Report how many lines in the rows below include the word "tree", giving only the number.

________________

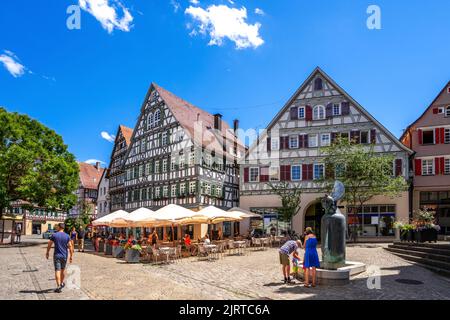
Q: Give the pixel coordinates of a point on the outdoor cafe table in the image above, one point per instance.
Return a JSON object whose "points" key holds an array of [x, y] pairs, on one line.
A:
{"points": [[166, 251], [240, 245]]}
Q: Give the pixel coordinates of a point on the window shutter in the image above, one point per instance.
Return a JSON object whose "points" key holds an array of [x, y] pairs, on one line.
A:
{"points": [[308, 113], [345, 108], [398, 167], [418, 167], [301, 141], [264, 174], [329, 110], [373, 136], [437, 137], [294, 113]]}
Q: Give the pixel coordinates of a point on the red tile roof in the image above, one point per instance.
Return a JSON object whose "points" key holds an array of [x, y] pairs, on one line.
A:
{"points": [[188, 115], [90, 175]]}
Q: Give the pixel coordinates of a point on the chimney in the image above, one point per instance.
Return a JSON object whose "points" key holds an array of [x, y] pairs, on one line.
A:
{"points": [[218, 121]]}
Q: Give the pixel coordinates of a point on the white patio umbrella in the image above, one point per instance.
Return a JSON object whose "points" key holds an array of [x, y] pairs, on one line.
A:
{"points": [[108, 219], [141, 217], [214, 215], [245, 213]]}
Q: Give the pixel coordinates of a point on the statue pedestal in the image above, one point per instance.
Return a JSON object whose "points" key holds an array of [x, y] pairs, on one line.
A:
{"points": [[338, 277]]}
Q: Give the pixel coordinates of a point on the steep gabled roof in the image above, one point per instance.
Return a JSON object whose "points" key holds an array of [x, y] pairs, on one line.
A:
{"points": [[190, 116], [90, 175], [319, 71], [426, 110]]}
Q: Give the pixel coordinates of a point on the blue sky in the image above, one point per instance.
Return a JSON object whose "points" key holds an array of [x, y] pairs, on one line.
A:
{"points": [[83, 82]]}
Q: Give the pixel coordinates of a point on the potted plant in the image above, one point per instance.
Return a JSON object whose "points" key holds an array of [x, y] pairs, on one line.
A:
{"points": [[132, 253]]}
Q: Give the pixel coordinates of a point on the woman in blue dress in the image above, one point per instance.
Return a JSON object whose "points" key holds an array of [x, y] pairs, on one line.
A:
{"points": [[311, 261]]}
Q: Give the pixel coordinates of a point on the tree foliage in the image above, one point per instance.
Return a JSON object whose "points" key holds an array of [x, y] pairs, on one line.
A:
{"points": [[364, 172], [35, 165], [290, 199]]}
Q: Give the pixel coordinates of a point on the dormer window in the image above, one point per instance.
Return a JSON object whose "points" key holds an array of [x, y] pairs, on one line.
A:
{"points": [[318, 84]]}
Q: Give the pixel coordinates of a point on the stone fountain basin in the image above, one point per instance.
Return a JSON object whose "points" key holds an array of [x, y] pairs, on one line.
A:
{"points": [[340, 276]]}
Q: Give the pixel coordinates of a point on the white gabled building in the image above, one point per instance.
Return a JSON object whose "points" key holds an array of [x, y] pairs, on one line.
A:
{"points": [[288, 151]]}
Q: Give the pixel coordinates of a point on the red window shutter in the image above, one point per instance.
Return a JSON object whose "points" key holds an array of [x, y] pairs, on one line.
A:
{"points": [[308, 113], [294, 113], [418, 167], [373, 136], [437, 167], [246, 174], [398, 167], [437, 138]]}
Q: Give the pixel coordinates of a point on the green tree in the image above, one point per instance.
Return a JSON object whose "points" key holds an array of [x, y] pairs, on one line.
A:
{"points": [[364, 173], [35, 165], [290, 199]]}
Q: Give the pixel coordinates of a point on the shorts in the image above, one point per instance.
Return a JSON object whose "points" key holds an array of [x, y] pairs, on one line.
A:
{"points": [[60, 263], [284, 259]]}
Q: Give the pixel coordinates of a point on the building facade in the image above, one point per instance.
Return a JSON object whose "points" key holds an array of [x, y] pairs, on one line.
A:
{"points": [[183, 155], [429, 137], [115, 173], [87, 192], [103, 200], [288, 150]]}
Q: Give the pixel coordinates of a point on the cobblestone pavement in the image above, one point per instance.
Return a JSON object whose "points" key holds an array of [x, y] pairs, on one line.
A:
{"points": [[26, 274]]}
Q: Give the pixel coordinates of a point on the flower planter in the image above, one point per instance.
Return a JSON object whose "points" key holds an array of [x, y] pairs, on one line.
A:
{"points": [[108, 249], [426, 235], [118, 252], [132, 256]]}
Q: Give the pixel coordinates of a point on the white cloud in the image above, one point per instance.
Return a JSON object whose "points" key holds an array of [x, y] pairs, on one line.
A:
{"points": [[106, 12], [94, 161], [221, 21], [10, 62], [108, 137], [260, 11]]}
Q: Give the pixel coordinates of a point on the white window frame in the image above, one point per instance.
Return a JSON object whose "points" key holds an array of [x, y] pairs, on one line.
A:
{"points": [[274, 173], [313, 141], [292, 172], [275, 144], [250, 174], [302, 112], [339, 109], [314, 170], [319, 112], [328, 143], [447, 166], [291, 139], [426, 166]]}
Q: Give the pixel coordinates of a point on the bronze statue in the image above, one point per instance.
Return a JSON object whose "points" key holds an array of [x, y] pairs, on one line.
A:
{"points": [[333, 230]]}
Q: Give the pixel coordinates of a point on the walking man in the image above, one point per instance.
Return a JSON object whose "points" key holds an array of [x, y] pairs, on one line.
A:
{"points": [[81, 236], [63, 248], [286, 250]]}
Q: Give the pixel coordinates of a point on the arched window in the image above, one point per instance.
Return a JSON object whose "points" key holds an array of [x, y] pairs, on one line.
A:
{"points": [[150, 121], [318, 84], [319, 113], [157, 118]]}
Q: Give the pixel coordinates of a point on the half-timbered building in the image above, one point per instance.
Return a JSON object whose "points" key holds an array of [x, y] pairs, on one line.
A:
{"points": [[317, 113], [181, 154]]}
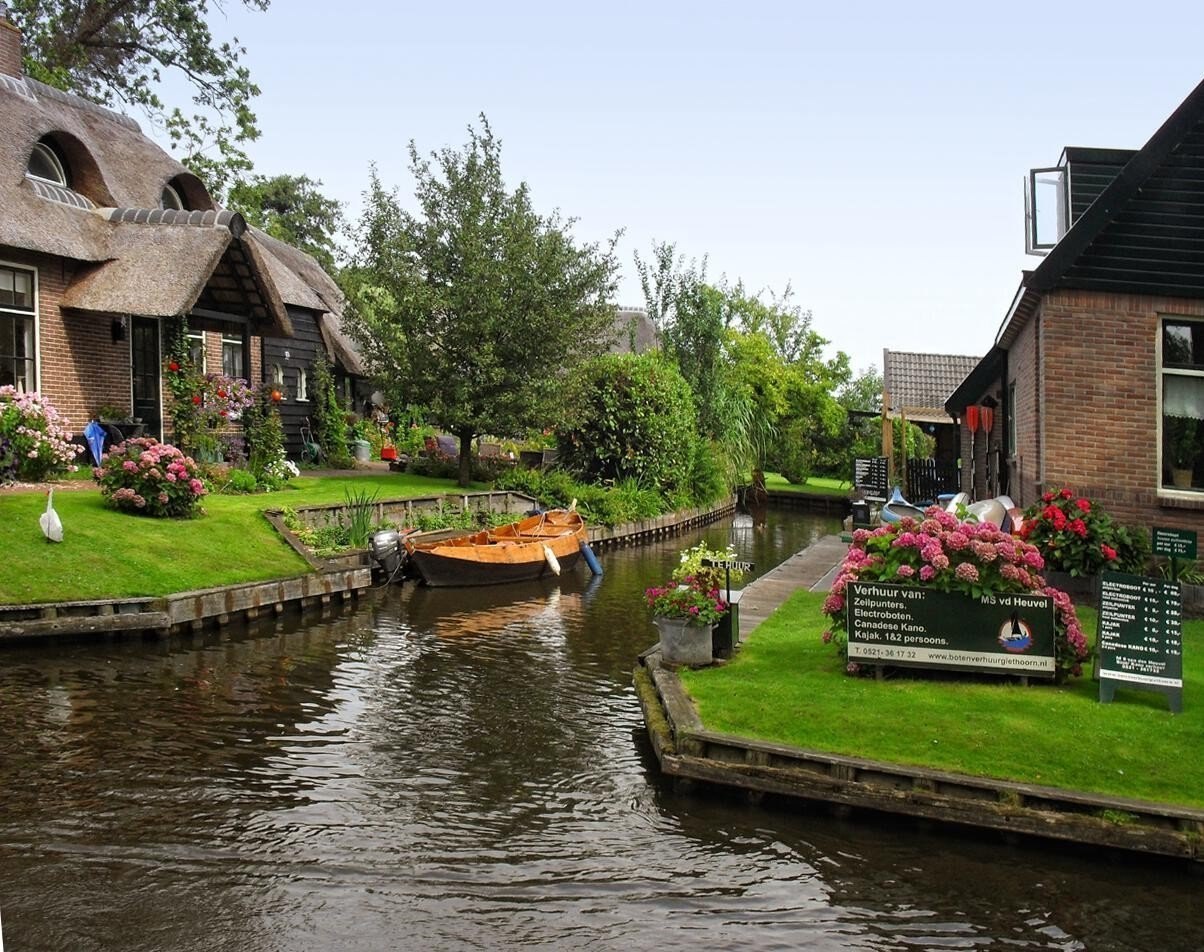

________________

* **Answer for the task**: 2